How many lines of the material below contain the string "wall"? Reply with the number alone.

*** Dataset rows ***

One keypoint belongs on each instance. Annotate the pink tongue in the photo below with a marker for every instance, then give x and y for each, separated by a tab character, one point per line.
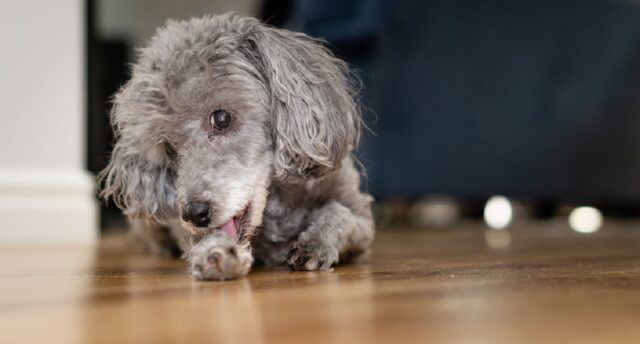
230	227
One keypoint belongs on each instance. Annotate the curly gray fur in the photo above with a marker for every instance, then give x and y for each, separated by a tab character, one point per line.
286	158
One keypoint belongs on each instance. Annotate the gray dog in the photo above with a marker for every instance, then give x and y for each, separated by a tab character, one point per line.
234	141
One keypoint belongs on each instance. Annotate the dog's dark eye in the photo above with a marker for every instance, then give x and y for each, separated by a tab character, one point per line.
220	119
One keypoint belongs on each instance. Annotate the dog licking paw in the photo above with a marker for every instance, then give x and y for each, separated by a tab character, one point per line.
219	258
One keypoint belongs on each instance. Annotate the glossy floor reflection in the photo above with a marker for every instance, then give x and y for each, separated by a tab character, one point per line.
532	284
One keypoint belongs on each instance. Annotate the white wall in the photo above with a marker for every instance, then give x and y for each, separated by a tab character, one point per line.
45	194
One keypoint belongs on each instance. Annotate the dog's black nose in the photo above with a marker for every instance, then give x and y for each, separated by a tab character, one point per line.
197	213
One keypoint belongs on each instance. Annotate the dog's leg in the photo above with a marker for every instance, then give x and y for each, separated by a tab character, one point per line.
219	257
335	233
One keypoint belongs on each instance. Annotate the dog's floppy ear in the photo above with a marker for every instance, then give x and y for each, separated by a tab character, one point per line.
138	177
315	117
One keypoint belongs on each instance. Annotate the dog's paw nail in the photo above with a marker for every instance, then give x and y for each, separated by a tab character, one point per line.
300	261
311	264
292	252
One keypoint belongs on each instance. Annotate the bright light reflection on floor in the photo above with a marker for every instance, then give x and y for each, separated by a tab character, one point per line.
498	212
585	219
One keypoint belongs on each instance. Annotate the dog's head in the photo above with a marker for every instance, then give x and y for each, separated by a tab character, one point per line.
215	109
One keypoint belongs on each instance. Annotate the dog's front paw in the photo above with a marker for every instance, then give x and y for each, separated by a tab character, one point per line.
219	259
311	254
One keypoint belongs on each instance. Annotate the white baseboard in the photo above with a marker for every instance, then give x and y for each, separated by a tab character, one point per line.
47	206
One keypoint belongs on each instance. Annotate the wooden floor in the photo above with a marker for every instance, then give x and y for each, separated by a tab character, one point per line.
533	284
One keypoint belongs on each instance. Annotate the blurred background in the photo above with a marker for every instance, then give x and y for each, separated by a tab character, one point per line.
497	111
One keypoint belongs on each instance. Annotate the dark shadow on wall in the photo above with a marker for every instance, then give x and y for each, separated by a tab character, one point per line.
479	98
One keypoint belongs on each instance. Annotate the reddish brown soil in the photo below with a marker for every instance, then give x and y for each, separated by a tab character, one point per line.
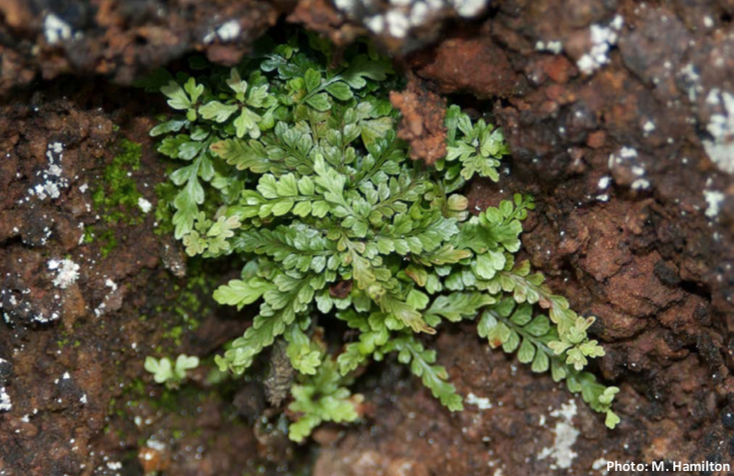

***

Result
2